• **RECORDED INFORMATION**:
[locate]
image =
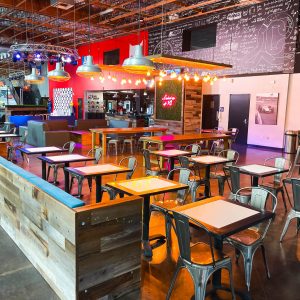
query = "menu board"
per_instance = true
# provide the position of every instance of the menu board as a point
(259, 38)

• **DESCRIPTION OF THE TASK**: Copy every line of the data above, requests included, but multiply each point coordinate in the answers by 0.8 and round to whole numbers, with halves rounding up. Don't include the pictures.

• **RESULT**:
[locate]
image =
query = "menu board"
per_instance = true
# provide the position of every instance of the menu board as a point
(207, 30)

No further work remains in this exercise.